- [Lines of data]
● ● ● ● ● ● ●

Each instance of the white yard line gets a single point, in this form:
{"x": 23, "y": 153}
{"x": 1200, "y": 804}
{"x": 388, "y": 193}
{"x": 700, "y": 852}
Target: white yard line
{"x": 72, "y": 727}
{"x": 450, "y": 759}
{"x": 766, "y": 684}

● ● ● ● ● ● ●

- [What you will do] Write out the items again, swapping "white yard line" for "yard marker" and leaving everything else as it is.

- [The solution]
Each instance of the yard marker gets a single point, in this form:
{"x": 23, "y": 153}
{"x": 1200, "y": 804}
{"x": 388, "y": 193}
{"x": 700, "y": 852}
Target: yard marker
{"x": 72, "y": 727}
{"x": 450, "y": 759}
{"x": 766, "y": 684}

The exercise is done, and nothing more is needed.